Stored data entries
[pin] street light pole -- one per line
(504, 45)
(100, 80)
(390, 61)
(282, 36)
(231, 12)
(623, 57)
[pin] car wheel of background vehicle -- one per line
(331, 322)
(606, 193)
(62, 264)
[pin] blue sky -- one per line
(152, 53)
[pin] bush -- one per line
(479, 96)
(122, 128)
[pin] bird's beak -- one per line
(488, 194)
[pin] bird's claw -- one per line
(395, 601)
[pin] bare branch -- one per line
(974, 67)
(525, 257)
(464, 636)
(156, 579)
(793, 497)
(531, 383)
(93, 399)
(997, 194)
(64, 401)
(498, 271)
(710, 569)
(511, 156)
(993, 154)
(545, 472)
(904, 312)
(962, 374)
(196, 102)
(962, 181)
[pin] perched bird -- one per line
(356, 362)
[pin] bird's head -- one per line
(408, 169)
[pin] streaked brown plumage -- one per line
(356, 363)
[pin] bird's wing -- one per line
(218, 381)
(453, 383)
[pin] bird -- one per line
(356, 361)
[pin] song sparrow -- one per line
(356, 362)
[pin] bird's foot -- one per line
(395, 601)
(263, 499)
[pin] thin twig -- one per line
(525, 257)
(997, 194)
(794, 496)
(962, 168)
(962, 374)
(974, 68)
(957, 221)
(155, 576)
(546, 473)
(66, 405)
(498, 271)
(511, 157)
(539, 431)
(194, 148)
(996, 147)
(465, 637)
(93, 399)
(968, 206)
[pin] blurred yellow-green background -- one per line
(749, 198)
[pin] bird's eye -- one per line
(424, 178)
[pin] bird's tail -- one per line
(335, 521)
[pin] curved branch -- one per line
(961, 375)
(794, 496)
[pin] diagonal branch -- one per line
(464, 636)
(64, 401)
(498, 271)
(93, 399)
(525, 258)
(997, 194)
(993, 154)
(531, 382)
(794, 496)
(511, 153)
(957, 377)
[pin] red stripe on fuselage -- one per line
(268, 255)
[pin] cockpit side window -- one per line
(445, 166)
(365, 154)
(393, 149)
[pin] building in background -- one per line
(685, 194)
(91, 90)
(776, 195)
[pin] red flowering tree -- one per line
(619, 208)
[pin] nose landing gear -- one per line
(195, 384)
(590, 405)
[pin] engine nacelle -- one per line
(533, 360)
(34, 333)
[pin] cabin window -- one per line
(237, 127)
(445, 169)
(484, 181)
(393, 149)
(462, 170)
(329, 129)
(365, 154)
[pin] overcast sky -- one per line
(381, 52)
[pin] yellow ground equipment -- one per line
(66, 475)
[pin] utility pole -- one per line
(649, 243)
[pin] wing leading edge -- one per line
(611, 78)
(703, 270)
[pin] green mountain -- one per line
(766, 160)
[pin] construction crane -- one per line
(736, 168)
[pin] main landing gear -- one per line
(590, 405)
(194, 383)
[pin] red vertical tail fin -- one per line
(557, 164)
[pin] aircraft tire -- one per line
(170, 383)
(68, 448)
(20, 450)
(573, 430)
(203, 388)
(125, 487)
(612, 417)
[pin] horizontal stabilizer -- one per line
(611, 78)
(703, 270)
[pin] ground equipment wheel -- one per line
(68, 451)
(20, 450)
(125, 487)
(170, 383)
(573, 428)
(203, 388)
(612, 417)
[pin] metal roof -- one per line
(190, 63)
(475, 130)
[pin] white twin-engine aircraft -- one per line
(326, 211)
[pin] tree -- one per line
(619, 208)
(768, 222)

__ACTION ITEM__
What you return must match the records exactly, down to the last line.

__SOLUTION FOR THIS EXERCISE__
[pin] street light pole -- one per line
(504, 45)
(100, 80)
(390, 61)
(282, 36)
(231, 12)
(623, 57)
[pin] car wheel of background vehicle -- one per line
(331, 322)
(606, 193)
(62, 264)
[pin] blue sky -- one per line
(152, 53)
[pin] bush -- one per line
(479, 96)
(122, 128)
[pin] bird's beak -- one per line
(488, 194)
[pin] bird's claw -- one per line
(395, 601)
[pin] bare branch -- one per line
(974, 67)
(525, 257)
(464, 636)
(156, 579)
(793, 497)
(531, 383)
(93, 399)
(997, 194)
(64, 401)
(498, 271)
(710, 569)
(511, 156)
(993, 154)
(545, 472)
(904, 312)
(962, 374)
(196, 102)
(962, 181)
[pin] perched bird -- one per line
(356, 362)
[pin] bird's head -- one per line
(408, 169)
[pin] streaked brown plumage -- one per line
(356, 363)
[pin] bird's wing -- one per line
(218, 381)
(453, 383)
[pin] bird -- one per line
(356, 361)
[pin] song sparrow -- one per line
(356, 362)
[pin] bird's foot -- one per line
(395, 601)
(263, 499)
[pin] thin twig -- one per line
(525, 257)
(997, 194)
(794, 496)
(962, 168)
(962, 374)
(974, 68)
(957, 221)
(155, 576)
(546, 473)
(66, 405)
(498, 271)
(511, 157)
(539, 431)
(194, 148)
(996, 147)
(465, 637)
(93, 399)
(968, 206)
[pin] blurred yellow-green background -- one per line
(749, 198)
[pin] bird's eye -- one per line
(424, 178)
[pin] bird's tail -- one per line
(335, 521)
[pin] curved branch -- one per line
(961, 375)
(794, 496)
[pin] diagonal branch -- one per line
(464, 636)
(64, 401)
(498, 271)
(93, 399)
(525, 258)
(997, 194)
(993, 154)
(531, 382)
(794, 496)
(511, 153)
(957, 377)
[pin] red stripe on fuselage -- one per line
(268, 255)
[pin] cockpit side window -- one per line
(445, 166)
(365, 154)
(393, 149)
[pin] building in background -- one per line
(685, 194)
(91, 90)
(776, 195)
[pin] red flowering tree -- one per line
(619, 208)
[pin] nose landing gear -- one per line
(195, 384)
(590, 405)
[pin] engine nacelle -- one per line
(533, 360)
(34, 333)
[pin] cabin window -- one per line
(237, 127)
(445, 169)
(484, 181)
(393, 149)
(462, 170)
(329, 129)
(365, 154)
[pin] overcast sky -- one per line
(381, 52)
[pin] yellow ground equipment -- one per line
(66, 475)
[pin] utility pole -- one per line
(649, 243)
[pin] wing leading edge -- one per line
(611, 78)
(703, 270)
[pin] green mountain -- one per line
(766, 160)
[pin] construction crane -- one per line
(736, 168)
[pin] main landing gear -- one per line
(590, 405)
(194, 383)
[pin] red vertical tail fin -- one per line
(557, 164)
[pin] aircraft tire -- one per line
(170, 383)
(68, 448)
(20, 450)
(573, 430)
(203, 388)
(125, 487)
(612, 417)
[pin] horizontal stabilizer -- one per line
(611, 78)
(703, 270)
[pin] ground equipment wheel -- one per line
(68, 451)
(20, 450)
(125, 487)
(170, 383)
(573, 428)
(203, 388)
(612, 417)
[pin] metal roof -- one per line
(190, 63)
(475, 130)
[pin] white twin-engine aircraft -- one per line
(326, 211)
[pin] tree -- one per line
(619, 208)
(768, 222)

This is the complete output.